▶ **Record set**:
▼

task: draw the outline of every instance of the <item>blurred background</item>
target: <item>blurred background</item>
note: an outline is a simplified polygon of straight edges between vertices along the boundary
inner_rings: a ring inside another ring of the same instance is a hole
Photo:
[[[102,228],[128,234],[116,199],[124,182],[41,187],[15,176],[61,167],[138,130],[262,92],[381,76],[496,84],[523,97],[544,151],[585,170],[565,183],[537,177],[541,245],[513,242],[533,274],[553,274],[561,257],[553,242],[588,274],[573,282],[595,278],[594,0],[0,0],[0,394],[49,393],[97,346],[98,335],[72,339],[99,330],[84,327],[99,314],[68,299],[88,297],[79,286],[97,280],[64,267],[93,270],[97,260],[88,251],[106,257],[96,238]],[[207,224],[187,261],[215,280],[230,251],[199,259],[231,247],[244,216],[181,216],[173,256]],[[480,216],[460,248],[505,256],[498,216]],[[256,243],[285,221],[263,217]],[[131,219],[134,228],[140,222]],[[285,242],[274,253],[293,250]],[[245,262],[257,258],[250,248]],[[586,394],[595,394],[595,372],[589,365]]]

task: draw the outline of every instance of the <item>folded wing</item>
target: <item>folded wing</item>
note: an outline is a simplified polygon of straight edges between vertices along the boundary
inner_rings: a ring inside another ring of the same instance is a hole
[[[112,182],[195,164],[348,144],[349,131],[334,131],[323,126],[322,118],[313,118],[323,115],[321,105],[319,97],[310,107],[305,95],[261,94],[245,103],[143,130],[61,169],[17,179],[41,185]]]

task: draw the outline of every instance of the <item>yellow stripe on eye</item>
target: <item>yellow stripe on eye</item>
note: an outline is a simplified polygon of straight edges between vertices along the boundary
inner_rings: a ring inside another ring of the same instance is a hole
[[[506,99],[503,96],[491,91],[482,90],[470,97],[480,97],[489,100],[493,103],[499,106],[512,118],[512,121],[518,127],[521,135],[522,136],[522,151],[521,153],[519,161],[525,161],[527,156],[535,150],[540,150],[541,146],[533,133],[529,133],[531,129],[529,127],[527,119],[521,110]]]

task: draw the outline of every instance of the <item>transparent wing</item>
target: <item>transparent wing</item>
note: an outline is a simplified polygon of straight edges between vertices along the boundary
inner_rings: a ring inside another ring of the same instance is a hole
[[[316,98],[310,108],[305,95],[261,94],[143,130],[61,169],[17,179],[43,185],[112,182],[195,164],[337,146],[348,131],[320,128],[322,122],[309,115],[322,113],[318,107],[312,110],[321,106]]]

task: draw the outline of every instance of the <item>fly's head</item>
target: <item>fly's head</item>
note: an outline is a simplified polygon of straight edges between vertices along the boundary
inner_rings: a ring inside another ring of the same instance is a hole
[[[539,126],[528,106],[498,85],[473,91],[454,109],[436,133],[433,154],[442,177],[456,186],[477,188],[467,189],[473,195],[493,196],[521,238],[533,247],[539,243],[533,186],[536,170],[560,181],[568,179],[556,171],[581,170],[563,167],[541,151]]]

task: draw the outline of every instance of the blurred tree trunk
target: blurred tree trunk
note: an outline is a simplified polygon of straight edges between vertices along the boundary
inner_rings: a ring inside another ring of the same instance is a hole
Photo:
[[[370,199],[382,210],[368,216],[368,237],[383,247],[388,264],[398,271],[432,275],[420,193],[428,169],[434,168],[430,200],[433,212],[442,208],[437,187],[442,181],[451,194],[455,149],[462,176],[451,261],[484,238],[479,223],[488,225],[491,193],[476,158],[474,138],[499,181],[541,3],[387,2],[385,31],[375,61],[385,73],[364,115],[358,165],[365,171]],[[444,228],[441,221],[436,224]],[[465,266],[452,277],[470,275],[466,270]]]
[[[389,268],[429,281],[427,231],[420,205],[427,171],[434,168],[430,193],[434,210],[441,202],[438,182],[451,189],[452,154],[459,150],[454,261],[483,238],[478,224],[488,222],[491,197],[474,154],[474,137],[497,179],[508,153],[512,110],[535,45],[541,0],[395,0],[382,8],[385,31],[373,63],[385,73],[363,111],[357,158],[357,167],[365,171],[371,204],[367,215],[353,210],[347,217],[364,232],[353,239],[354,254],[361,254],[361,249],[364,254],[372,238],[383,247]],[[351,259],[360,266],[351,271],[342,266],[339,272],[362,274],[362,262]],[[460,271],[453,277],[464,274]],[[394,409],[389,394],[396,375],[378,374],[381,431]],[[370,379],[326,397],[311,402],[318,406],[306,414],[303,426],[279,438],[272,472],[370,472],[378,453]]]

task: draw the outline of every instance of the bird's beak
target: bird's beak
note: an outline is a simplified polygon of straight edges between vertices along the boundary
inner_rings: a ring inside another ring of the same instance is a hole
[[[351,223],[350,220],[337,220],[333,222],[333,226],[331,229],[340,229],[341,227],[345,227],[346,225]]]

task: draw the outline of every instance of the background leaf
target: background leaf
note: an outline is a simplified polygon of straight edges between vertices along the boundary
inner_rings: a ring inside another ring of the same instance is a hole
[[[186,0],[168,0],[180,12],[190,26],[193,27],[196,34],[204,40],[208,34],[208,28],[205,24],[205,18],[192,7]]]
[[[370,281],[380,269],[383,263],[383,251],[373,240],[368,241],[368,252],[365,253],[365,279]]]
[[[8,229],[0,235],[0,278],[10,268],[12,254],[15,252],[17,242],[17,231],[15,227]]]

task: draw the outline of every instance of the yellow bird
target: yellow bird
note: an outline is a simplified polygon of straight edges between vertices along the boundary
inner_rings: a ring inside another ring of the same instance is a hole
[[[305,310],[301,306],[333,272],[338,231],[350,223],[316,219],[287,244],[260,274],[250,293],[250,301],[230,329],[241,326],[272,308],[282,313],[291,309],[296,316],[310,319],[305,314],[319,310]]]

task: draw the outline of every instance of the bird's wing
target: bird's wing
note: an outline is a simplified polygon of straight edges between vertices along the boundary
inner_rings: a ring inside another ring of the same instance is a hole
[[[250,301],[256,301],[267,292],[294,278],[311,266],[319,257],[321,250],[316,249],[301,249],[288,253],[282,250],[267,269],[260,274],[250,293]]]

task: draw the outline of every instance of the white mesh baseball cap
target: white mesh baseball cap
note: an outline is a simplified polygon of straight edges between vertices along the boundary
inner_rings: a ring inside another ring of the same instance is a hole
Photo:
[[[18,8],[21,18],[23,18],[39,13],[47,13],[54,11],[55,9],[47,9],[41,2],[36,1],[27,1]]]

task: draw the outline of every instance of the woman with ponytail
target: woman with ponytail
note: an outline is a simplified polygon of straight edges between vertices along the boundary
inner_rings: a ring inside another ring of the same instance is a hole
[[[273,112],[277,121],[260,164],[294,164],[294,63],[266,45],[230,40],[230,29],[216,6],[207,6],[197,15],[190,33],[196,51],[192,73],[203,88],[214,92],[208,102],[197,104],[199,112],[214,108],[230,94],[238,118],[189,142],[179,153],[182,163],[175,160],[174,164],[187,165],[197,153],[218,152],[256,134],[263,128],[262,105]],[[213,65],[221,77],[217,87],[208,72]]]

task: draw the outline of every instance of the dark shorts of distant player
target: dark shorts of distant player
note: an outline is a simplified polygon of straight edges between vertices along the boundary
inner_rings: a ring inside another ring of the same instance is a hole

▲

▶ **Task to carry out**: Rewrite every row above, replacing "simplified polygon" with "closed polygon" and leaving everything else unchanged.

▶ **Final result**:
task: draw the outline of every instance of the <item>blurred background</item>
target: <item>blurred background</item>
note: an outline is a closed polygon of straight edges between vertices along the boundary
inner_rings: a ring inside another ring of the same instance is a hole
Photo:
[[[102,228],[128,234],[116,199],[124,182],[41,187],[15,176],[61,167],[138,130],[262,92],[381,76],[496,84],[523,97],[544,151],[585,170],[565,183],[537,177],[541,245],[513,242],[533,274],[553,274],[561,257],[553,242],[588,274],[573,282],[595,278],[594,0],[0,0],[0,394],[49,393],[97,346],[98,335],[72,339],[99,330],[84,327],[99,314],[68,299],[88,297],[79,286],[97,280],[64,267],[93,270],[97,260],[88,251],[106,257],[96,238]],[[207,224],[187,261],[215,280],[230,251],[199,259],[231,247],[244,216],[181,216],[173,256]],[[480,216],[460,248],[505,256],[498,216]],[[256,243],[285,221],[263,217]],[[131,219],[134,228],[140,222]],[[285,242],[274,253],[293,250]],[[245,262],[257,258],[250,248]],[[586,394],[595,394],[595,372],[589,365]]]

task: draw the outline of every instance of the <item>folded wing</item>
target: <item>folded wing</item>
note: an outline is a closed polygon of straight edges between vertices along the boundary
inner_rings: a ring inside another ring of the same instance is a hole
[[[112,182],[195,164],[348,144],[349,131],[334,131],[323,126],[322,118],[313,118],[323,115],[321,105],[319,97],[310,107],[305,95],[261,94],[245,103],[143,130],[61,169],[17,179],[41,185]]]

task: draw the outline of every instance of the <item>yellow stripe on eye</item>
target: <item>yellow stripe on eye</item>
note: an outline is a closed polygon of straight edges between vertices along the boundary
inner_rings: a ring inside another ring of the same instance is a hole
[[[506,99],[503,96],[491,91],[482,90],[470,97],[480,97],[489,100],[493,103],[499,106],[512,118],[512,121],[518,127],[521,135],[522,136],[522,151],[521,153],[519,161],[525,161],[527,156],[535,150],[540,150],[541,146],[533,133],[529,133],[531,129],[529,127],[527,119],[521,110]]]

task: draw the outline of every instance of the <item>transparent wing</item>
target: <item>transparent wing</item>
note: an outline is a closed polygon of straight edges between vertices along the boundary
inner_rings: a ring inside another ring of the same instance is a hole
[[[316,98],[310,108],[305,95],[261,94],[143,130],[61,169],[17,179],[43,185],[112,182],[195,164],[337,146],[348,131],[320,128],[322,122],[309,115],[322,113],[318,107],[312,110],[321,106]]]

task: draw the outline of every instance of the <item>fly's head</item>
target: <item>fly's head</item>
note: an outline is a closed polygon of straight edges between vertices along the boundary
inner_rings: a ring inside another ring of the same instance is a hole
[[[539,126],[528,106],[498,85],[473,91],[454,109],[436,133],[433,154],[442,177],[456,186],[477,188],[467,189],[473,195],[493,196],[521,238],[533,247],[539,243],[533,186],[536,170],[560,181],[568,179],[556,171],[581,170],[563,167],[541,151]]]

task: draw the outline of every instance of the blurred tree trunk
target: blurred tree trunk
note: an outline is a closed polygon of straight edges between vertices along the boundary
inner_rings: a ring inside another ring of the same instance is a hole
Photo:
[[[370,199],[382,210],[368,216],[368,237],[383,247],[388,264],[398,271],[432,275],[420,193],[428,169],[434,168],[430,200],[433,212],[442,208],[437,187],[442,181],[451,194],[455,149],[462,176],[451,261],[484,238],[479,223],[488,225],[491,193],[476,158],[474,138],[499,181],[541,3],[387,2],[385,31],[375,61],[385,73],[364,115],[358,165],[365,171]],[[444,228],[441,221],[436,224]],[[465,266],[452,277],[470,275],[466,270]]]
[[[389,268],[429,281],[427,231],[420,205],[427,171],[434,168],[430,193],[434,210],[441,202],[438,182],[451,189],[452,154],[459,150],[454,261],[483,238],[478,224],[488,222],[491,197],[474,154],[474,137],[497,179],[508,153],[512,110],[535,45],[541,0],[395,0],[382,8],[385,31],[373,63],[385,73],[363,111],[357,158],[357,167],[365,171],[371,204],[367,215],[353,210],[347,217],[364,232],[353,239],[354,254],[361,254],[361,249],[364,254],[372,238],[383,247]],[[351,259],[360,266],[351,271],[342,266],[339,272],[362,274],[362,262]],[[460,271],[453,277],[464,274]],[[394,409],[389,394],[396,375],[378,374],[381,431]],[[370,379],[326,397],[311,402],[318,406],[306,414],[303,426],[279,438],[272,472],[370,472],[378,453]]]

task: draw the outline of every instance of the bird's beak
target: bird's beak
note: an outline is a closed polygon of straight edges between vertices along the boundary
inner_rings: a ring inside another ring of the same instance is a hole
[[[351,223],[350,220],[337,220],[333,222],[333,226],[331,229],[340,229],[341,227],[345,227],[346,225]]]

task: draw the outline of every instance of the background leaf
target: background leaf
note: an outline is a closed polygon of straight edges between vertices along the boundary
inner_rings: a ring inside another ring of the same instance is a hole
[[[186,0],[168,0],[180,12],[190,26],[193,27],[196,34],[204,40],[208,34],[208,28],[205,24],[205,18],[192,7]]]
[[[370,281],[380,269],[383,263],[383,251],[373,240],[368,241],[368,252],[365,253],[365,279]]]
[[[8,229],[0,235],[0,278],[10,268],[12,254],[15,252],[17,242],[17,231],[15,227]]]

task: draw the outline of every instance of the yellow bird
target: yellow bird
note: an outline is a closed polygon of straight edges between vertices along the boundary
inner_rings: a ring inside another ring of the same instance is a hole
[[[305,310],[301,306],[333,272],[338,231],[350,223],[316,219],[287,244],[260,274],[250,293],[250,301],[230,329],[241,326],[272,308],[282,313],[291,309],[296,316],[310,319],[305,314],[319,310]]]

task: draw the outline of every instance of the bird's wing
target: bird's wing
note: an outline is a closed polygon of straight edges between vertices along the boundary
inner_rings: a ring inside another ring of the same instance is a hole
[[[250,301],[256,301],[267,292],[294,278],[311,266],[319,257],[321,250],[316,249],[301,249],[288,253],[282,250],[267,269],[260,274],[250,293]]]

task: draw the outline of every instance of the white mesh baseball cap
target: white mesh baseball cap
note: an outline is a closed polygon of straight edges between vertices along the boundary
inner_rings: a ring inside another ring of the same instance is a hole
Photo:
[[[18,8],[21,18],[23,18],[39,13],[47,13],[54,11],[55,9],[47,9],[41,2],[36,1],[27,1]]]

task: draw the outline of every instance of the woman with ponytail
target: woman with ponytail
note: an outline is a closed polygon of straight edges between vertices along the boundary
inner_rings: a ring inside another ring of the same instance is a hole
[[[273,112],[277,121],[260,164],[294,164],[294,63],[266,45],[230,40],[230,29],[216,6],[207,6],[197,15],[190,33],[196,51],[192,73],[203,88],[214,92],[208,102],[197,104],[199,112],[214,108],[230,94],[238,118],[189,142],[179,153],[182,163],[175,160],[174,164],[187,165],[197,153],[218,152],[256,134],[263,128],[262,105]],[[213,65],[221,77],[217,87],[208,72]]]

task: draw the outline of every instance of the dark shorts of distant player
target: dark shorts of distant player
note: an outline is a closed polygon of straight edges between vertices along the boundary
inner_rings: a ring inside another ring of the same instance is a hole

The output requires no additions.